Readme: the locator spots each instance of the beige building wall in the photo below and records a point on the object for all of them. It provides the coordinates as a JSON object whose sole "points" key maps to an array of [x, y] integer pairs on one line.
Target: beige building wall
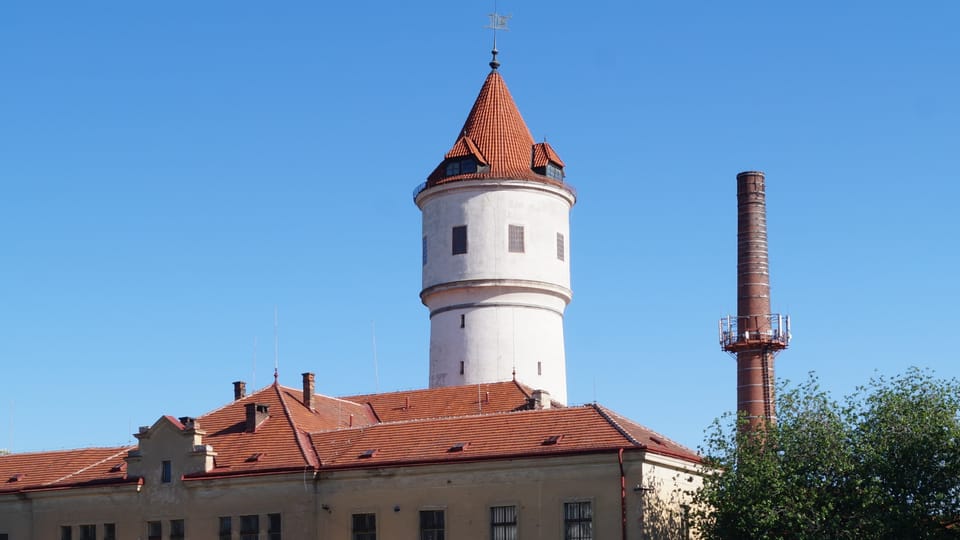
{"points": [[321, 506]]}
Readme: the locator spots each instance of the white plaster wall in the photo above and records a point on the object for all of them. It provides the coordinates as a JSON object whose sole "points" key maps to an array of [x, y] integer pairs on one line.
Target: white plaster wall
{"points": [[488, 208], [512, 303]]}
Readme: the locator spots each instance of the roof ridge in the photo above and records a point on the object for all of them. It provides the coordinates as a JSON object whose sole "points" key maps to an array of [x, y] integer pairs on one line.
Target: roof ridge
{"points": [[455, 417], [88, 467], [63, 450], [603, 413]]}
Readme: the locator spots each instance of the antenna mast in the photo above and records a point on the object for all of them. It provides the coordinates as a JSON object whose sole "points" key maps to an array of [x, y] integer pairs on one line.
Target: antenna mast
{"points": [[497, 22], [276, 345]]}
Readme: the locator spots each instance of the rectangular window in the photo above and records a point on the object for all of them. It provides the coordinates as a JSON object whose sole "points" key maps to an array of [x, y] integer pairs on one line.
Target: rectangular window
{"points": [[459, 239], [249, 527], [364, 527], [578, 521], [176, 529], [516, 238], [274, 527], [431, 525], [226, 528], [166, 471], [154, 531], [88, 532], [503, 523]]}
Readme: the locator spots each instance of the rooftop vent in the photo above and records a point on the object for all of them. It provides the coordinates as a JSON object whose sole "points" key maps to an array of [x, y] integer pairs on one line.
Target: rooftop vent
{"points": [[367, 454], [552, 440], [239, 390], [308, 387], [256, 414]]}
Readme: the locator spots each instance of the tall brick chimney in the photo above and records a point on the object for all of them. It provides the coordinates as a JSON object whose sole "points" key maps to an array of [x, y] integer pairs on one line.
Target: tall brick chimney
{"points": [[308, 385], [755, 335], [239, 390]]}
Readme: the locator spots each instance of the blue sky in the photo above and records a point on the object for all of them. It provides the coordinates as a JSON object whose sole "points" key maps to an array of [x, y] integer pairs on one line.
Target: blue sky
{"points": [[172, 171]]}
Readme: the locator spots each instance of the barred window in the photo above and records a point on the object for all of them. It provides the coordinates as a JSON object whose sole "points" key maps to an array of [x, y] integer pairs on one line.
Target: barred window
{"points": [[274, 526], [250, 527], [503, 523], [578, 521], [516, 238], [226, 528], [177, 529], [154, 531], [459, 239], [431, 525], [364, 527]]}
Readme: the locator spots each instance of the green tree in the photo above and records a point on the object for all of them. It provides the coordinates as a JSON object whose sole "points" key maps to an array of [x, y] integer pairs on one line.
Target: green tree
{"points": [[883, 464]]}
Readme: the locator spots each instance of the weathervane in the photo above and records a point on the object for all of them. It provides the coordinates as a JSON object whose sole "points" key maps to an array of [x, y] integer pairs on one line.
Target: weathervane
{"points": [[497, 22]]}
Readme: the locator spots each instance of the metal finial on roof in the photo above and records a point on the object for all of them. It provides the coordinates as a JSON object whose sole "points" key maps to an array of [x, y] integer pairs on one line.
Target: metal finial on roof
{"points": [[497, 22], [494, 64]]}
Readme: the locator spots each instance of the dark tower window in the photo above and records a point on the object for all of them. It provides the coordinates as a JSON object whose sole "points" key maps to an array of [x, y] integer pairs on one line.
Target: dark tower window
{"points": [[461, 166], [554, 172], [516, 238], [459, 239]]}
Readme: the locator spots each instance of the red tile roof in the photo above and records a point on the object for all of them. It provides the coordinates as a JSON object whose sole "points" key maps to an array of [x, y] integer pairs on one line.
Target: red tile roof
{"points": [[447, 401], [62, 468], [585, 429], [496, 135], [495, 421]]}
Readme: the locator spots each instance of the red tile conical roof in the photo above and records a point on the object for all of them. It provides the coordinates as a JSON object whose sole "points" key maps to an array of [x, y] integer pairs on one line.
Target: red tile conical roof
{"points": [[497, 137]]}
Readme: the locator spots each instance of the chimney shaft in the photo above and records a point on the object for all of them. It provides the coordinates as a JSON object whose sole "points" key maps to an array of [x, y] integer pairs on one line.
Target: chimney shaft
{"points": [[755, 379], [239, 390], [308, 387], [256, 413]]}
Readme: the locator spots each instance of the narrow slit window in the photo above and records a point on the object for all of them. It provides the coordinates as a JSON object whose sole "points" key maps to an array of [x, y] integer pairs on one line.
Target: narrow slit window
{"points": [[516, 238], [459, 239]]}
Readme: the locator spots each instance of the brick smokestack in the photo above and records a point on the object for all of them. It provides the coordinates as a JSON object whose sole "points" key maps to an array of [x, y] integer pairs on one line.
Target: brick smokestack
{"points": [[757, 335], [308, 386]]}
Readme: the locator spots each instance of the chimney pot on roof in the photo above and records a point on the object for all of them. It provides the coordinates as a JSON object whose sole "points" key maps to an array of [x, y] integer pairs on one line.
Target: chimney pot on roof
{"points": [[256, 414], [239, 390], [541, 399], [308, 385]]}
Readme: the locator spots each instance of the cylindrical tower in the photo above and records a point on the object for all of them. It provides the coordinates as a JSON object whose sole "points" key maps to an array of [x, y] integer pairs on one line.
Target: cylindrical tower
{"points": [[756, 335], [496, 264]]}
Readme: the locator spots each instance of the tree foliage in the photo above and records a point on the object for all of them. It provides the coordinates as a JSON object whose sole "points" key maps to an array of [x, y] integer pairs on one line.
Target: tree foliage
{"points": [[884, 464]]}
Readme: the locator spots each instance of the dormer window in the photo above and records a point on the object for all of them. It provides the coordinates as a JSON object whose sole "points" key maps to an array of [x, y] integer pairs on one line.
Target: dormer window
{"points": [[465, 165], [555, 172]]}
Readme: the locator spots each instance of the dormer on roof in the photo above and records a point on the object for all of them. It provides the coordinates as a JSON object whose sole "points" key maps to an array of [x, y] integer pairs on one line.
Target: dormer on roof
{"points": [[495, 143]]}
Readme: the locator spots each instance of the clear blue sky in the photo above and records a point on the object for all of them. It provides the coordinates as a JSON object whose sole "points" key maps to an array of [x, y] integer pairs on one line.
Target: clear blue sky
{"points": [[171, 171]]}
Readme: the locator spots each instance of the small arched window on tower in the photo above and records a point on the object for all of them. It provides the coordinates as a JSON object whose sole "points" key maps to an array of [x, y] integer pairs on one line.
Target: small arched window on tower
{"points": [[457, 166]]}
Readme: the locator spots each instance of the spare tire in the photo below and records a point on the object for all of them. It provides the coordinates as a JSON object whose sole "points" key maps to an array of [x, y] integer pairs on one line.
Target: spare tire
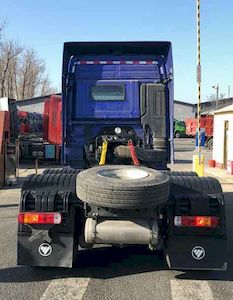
{"points": [[123, 187]]}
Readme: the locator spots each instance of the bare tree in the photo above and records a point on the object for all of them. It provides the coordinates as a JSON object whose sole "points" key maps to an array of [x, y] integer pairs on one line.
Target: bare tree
{"points": [[22, 73], [9, 51]]}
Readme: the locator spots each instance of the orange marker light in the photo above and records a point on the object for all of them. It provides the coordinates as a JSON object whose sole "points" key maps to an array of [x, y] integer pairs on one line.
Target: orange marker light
{"points": [[196, 221], [39, 218]]}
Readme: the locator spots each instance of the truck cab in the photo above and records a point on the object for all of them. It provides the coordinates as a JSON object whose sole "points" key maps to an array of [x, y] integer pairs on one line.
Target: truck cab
{"points": [[117, 91]]}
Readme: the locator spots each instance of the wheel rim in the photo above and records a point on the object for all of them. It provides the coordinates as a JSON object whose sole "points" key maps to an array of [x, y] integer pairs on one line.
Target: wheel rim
{"points": [[124, 174]]}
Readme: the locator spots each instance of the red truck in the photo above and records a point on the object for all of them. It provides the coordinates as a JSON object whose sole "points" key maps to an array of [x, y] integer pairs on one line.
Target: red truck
{"points": [[207, 123], [40, 135]]}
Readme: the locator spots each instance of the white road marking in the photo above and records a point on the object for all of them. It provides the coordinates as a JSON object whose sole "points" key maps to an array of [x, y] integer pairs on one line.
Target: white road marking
{"points": [[66, 289], [190, 290]]}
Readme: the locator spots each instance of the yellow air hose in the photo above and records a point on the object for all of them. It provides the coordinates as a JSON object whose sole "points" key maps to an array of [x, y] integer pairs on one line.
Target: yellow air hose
{"points": [[103, 153]]}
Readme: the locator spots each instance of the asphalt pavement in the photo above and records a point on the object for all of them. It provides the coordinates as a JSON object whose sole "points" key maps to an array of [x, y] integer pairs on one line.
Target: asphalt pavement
{"points": [[128, 273]]}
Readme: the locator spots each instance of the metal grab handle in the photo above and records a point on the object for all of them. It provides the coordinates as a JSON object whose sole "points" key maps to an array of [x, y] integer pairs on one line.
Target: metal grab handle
{"points": [[133, 153], [103, 153]]}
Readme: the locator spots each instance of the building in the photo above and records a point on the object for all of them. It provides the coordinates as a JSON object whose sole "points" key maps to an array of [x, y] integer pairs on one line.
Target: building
{"points": [[223, 136], [33, 105], [183, 110], [210, 106]]}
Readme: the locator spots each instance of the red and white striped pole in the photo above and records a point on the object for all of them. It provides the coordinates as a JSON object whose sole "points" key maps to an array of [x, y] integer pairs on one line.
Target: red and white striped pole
{"points": [[198, 161]]}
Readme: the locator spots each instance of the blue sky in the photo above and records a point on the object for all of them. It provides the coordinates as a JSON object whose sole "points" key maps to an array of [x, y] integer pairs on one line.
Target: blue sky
{"points": [[46, 24]]}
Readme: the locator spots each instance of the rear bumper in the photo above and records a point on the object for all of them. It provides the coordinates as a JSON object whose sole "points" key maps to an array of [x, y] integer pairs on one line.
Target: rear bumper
{"points": [[197, 253]]}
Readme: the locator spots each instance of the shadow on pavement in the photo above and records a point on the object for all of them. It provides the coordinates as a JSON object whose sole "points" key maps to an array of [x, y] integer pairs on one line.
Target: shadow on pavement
{"points": [[8, 205], [102, 263], [208, 275]]}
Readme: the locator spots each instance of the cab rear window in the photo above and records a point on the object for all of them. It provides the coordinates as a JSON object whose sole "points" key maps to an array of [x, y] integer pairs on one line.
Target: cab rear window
{"points": [[108, 92]]}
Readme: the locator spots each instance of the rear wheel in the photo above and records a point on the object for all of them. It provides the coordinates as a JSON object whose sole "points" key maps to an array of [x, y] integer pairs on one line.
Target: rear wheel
{"points": [[208, 185]]}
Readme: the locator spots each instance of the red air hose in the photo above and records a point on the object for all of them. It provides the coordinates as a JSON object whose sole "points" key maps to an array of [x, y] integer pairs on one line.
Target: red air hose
{"points": [[133, 153]]}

·····

■ YOUR GOAL ■
Your task is to restate, word for word, only those lines above that fall between the line holding "Target: orange marker light" and the line holding "Readme: the locator spots each instance of the white road", inclusive.

■ RESULT OF THE EXERCISE ■
Target: orange marker light
{"points": [[196, 221], [39, 218]]}
Readme: the locator spots each instance of the truck cab in the photo above and records a point on the object for all of them. It provides the coordinates as a JSON object whose sole "points" key maps to an array of [x, y] integer pairs on one line.
Target: truck cab
{"points": [[117, 91]]}
Readme: the locator spots each instance of the wheel rim in the photo above and records a point on the object for all of them. It provides the coordinates as a JSON object whose sole "points" key maps to an array of [x, y] integer pairs on one line.
Target: wheel rim
{"points": [[124, 174]]}
Readme: the locator spots each instance of the red truck in the photo above and records a point on the object for all of them. It provides the coordinates as a JSON object whose sole "points" key maps to an array of [x, y] integer pairs on one line.
Target: red truck
{"points": [[207, 123], [40, 135]]}
Readme: the locator spots each instance of the white road marking in the photo above and records a point on the object for all of them. It provides the coordinates as a JSON object whose sole "points" key maps to an array of [x, y] integer pairs on one line.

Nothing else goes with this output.